**EXCERPTED PASSAGE:**
One of the puzzles of the 2016 campaign, unexpectedly defined by the ascent of a billionaire reality TV star and a septuagenarian Vermont socialist, is why now? Yes, voters are angry, yes, they’re exhausted and disgusted and cynical about everything. But why is everything boiling over in this particular cycle, in this presidential campaign?

Consider: The economic picture is better than it was in 2012, when Republican primary voters settled for Mitt Romney and an incumbent president was re-elected pretty easily. (In both Iowa and New Hampshire, the unemployment rate is less than 4 percent.) The foreign-policy picture is grim in certain ways, but America isn’t trapped in a casualty-heavy quagmire the way we were in 2004, when Democratic voters played it safe with John Kerry and George W. Bush won re-election.

As Michael Grunwald argued recently in Politico, the worst-case scenarios of the post-Great Recession era haven’t materialized. Obamacare is limping along without an imminent death spiral, and health care costs aren’t rising as fast as feared. The deficit has fallen a bit, and inflation is extraordinarily low. The stock market is wobbly, but we haven’t had a double-dip recession.

On the cultural front, out-of-wedlock births are no longer rising. Abortion rates have fallen. Illegal immigration rates are down.

The state of the union isn’t all that one might hope, but it could clearly be a whole lot worse.

So what are Trumpistas and Bern-feelers rebelling against?

One answer might be that they’re fed up with exactly this — the politics of “it could be worse,” of stagnation and muddling through. They aren’t revolting against abject failure, or deep and swift decline. They’re rebelling against decadence.

Now it might sound absurd to cast a figure like Donald Trump, the much-married prince of tinsel and pasteboard, as a scourge of decadence rather than its embodiment.

**RAW DATA:**
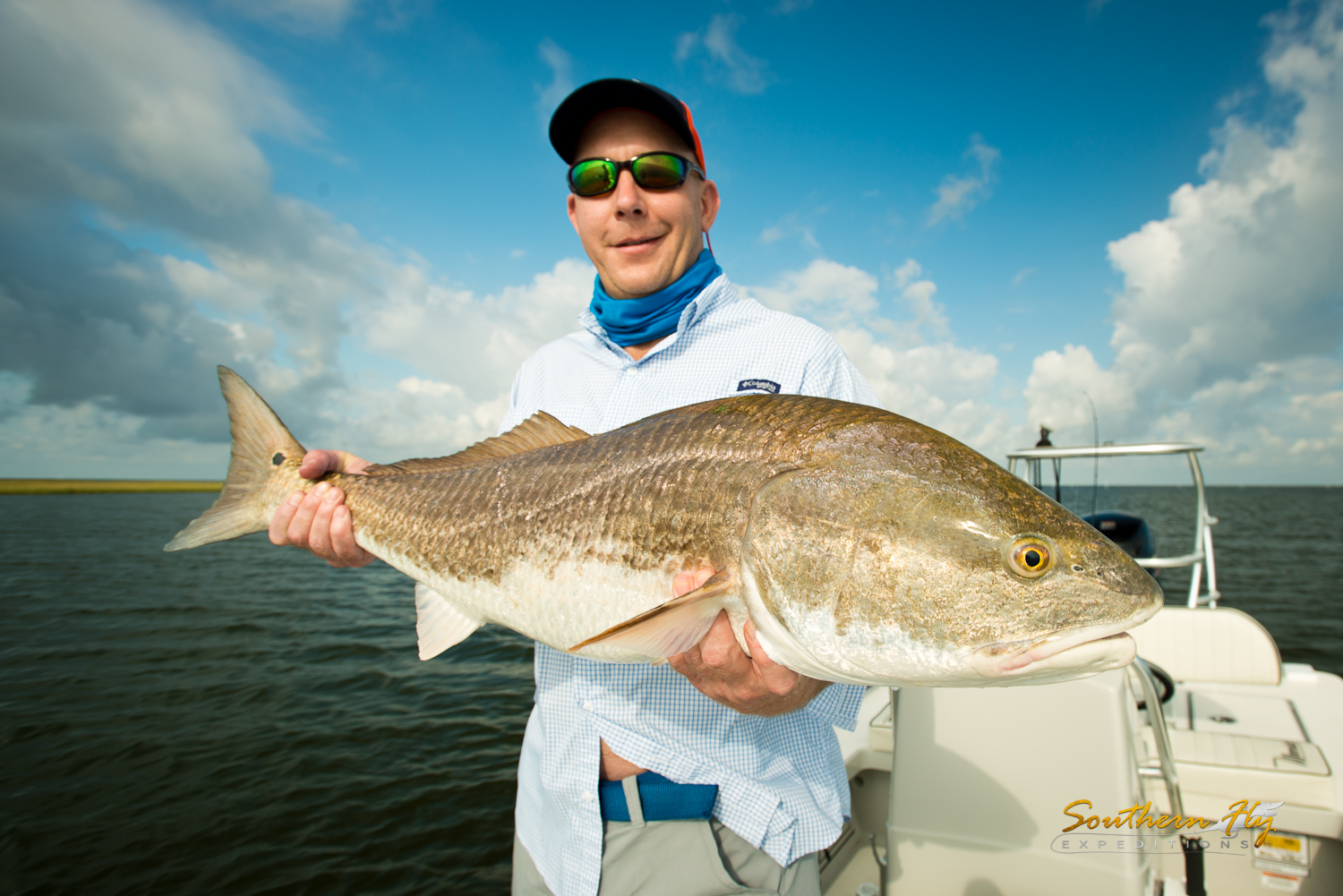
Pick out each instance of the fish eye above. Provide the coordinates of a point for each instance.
(1031, 558)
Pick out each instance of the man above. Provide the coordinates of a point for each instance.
(719, 772)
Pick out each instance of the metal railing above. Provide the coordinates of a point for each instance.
(1202, 552)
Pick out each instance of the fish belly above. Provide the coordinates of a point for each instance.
(558, 603)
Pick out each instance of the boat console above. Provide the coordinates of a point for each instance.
(967, 791)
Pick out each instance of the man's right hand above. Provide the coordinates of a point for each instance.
(320, 522)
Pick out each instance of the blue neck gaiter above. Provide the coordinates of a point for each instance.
(633, 321)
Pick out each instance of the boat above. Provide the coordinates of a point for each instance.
(1074, 788)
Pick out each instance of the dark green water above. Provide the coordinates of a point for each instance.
(242, 719)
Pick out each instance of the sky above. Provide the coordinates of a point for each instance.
(998, 209)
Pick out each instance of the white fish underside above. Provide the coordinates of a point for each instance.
(571, 602)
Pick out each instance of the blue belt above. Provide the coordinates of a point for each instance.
(663, 799)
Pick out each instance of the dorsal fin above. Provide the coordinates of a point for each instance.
(535, 431)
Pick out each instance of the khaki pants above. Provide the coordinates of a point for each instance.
(680, 858)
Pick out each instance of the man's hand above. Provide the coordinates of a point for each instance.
(722, 670)
(320, 520)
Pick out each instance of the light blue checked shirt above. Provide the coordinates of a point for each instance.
(782, 781)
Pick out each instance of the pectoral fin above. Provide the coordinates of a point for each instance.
(438, 624)
(672, 627)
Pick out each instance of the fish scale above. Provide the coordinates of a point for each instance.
(862, 546)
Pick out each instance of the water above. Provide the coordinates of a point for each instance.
(242, 719)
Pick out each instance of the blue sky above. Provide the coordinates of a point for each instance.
(356, 206)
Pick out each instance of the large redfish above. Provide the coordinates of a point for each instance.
(862, 546)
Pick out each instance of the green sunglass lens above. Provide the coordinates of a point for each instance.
(591, 177)
(658, 171)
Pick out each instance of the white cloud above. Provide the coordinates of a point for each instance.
(723, 55)
(958, 193)
(1228, 327)
(937, 383)
(303, 16)
(561, 78)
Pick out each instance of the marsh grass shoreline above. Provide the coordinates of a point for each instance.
(94, 487)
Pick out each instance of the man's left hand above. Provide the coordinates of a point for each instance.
(720, 670)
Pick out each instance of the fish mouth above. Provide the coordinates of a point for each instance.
(1071, 653)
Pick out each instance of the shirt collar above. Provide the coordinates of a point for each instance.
(716, 294)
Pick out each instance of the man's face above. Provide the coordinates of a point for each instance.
(639, 239)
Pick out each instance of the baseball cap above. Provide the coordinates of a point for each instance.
(593, 98)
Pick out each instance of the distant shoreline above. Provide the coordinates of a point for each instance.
(93, 487)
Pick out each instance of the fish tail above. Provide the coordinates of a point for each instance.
(263, 468)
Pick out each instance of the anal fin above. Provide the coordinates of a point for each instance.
(438, 624)
(672, 627)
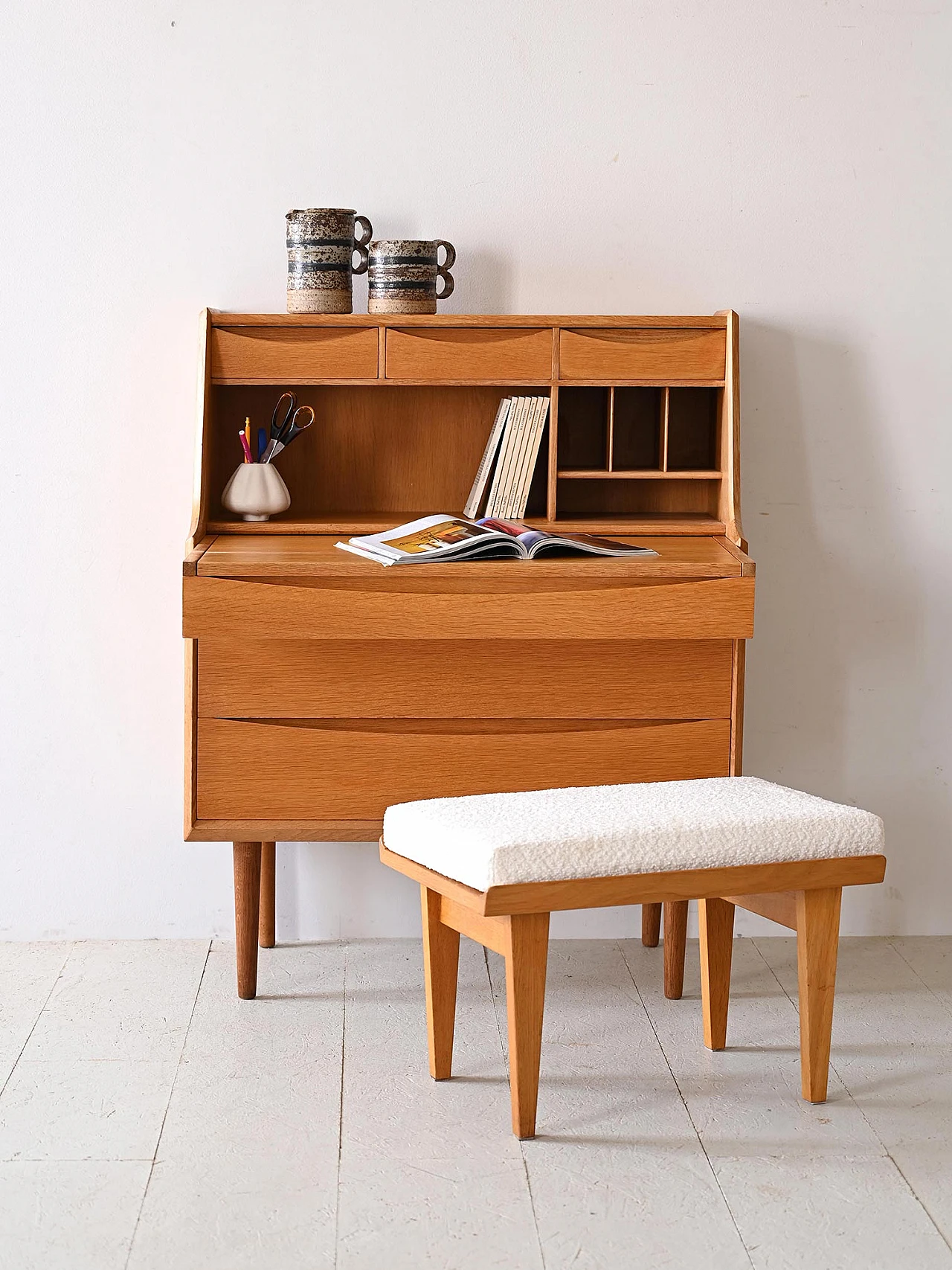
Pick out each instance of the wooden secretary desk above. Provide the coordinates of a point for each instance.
(321, 687)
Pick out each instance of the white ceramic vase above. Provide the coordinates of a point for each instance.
(255, 492)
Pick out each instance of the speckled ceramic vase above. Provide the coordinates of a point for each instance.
(321, 247)
(402, 276)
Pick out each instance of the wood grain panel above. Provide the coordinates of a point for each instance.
(715, 609)
(286, 769)
(276, 355)
(465, 680)
(467, 353)
(666, 356)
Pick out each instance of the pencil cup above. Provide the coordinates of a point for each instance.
(255, 492)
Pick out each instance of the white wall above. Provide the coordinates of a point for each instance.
(788, 160)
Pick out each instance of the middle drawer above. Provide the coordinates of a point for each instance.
(291, 679)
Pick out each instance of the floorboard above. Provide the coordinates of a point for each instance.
(151, 1119)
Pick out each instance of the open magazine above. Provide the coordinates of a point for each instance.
(451, 537)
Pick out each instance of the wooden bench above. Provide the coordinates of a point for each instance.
(494, 867)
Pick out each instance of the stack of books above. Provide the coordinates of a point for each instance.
(509, 459)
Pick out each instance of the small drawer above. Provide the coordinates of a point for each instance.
(644, 353)
(352, 770)
(710, 609)
(469, 353)
(463, 680)
(294, 355)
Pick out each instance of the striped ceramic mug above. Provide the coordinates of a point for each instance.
(402, 276)
(321, 246)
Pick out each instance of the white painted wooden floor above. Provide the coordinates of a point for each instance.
(151, 1120)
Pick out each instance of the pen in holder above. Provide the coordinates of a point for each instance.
(255, 492)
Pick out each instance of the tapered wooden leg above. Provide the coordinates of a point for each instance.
(817, 939)
(675, 937)
(441, 971)
(716, 930)
(266, 917)
(650, 925)
(248, 885)
(524, 998)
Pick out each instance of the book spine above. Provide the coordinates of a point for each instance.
(538, 426)
(518, 454)
(489, 454)
(497, 498)
(518, 442)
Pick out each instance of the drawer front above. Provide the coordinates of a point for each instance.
(709, 609)
(344, 772)
(298, 355)
(469, 353)
(666, 356)
(463, 680)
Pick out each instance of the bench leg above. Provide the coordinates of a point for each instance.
(650, 925)
(527, 952)
(248, 884)
(817, 939)
(716, 931)
(441, 972)
(266, 914)
(675, 937)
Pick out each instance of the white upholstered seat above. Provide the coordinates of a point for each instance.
(492, 840)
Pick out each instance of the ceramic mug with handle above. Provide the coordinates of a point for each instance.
(402, 275)
(321, 244)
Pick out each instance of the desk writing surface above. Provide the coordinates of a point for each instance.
(251, 555)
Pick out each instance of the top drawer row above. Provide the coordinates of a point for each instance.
(298, 355)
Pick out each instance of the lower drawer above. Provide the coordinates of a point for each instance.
(327, 770)
(295, 679)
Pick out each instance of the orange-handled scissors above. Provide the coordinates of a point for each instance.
(296, 420)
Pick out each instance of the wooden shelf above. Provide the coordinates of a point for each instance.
(640, 433)
(652, 474)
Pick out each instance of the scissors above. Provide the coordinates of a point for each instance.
(296, 420)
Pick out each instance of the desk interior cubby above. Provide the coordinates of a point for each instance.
(637, 451)
(376, 454)
(640, 436)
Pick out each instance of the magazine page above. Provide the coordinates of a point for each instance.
(431, 537)
(536, 542)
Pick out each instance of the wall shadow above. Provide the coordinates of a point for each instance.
(838, 677)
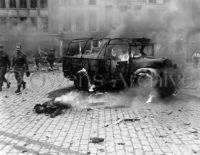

**REQUIRED ACTIONS:**
A: Summarize the passage on the 2016 campaign in two sentences.
B: Retype everything in the passage on the 2016 campaign from "As Michael Grunwald" down to "whole lot worse.".

**SOLUTIONS PER TASK:**
A: The passage asks why voter anger is boiling over in the 2016 presidential campaign when the economy is better than in 2012, America is not stuck in a costly quagmire as in 2004, several social trends have improved, and the worst post-recession fears have not materialized. It suggests that Trump and Sanders supporters may be rebelling not against failure or decline but against decadence, meaning a politics of stagnation, muddling through, and "it could be worse."

B:
As Michael Grunwald argued recently in Politico, the worst-case scenarios of the post-Great Recession era haven’t materialized. Obamacare is limping along without an imminent death spiral, and health care costs aren’t rising as fast as feared. The deficit has fallen a bit, and inflation is extraordinarily low. The stock market is wobbly, but we haven’t had a double-dip recession.

On the cultural front, out-of-wedlock births are no longer rising. Abortion rates have fallen. Illegal immigration rates are down.

The state of the union isn’t all that one might hope, but it could clearly be a whole lot worse.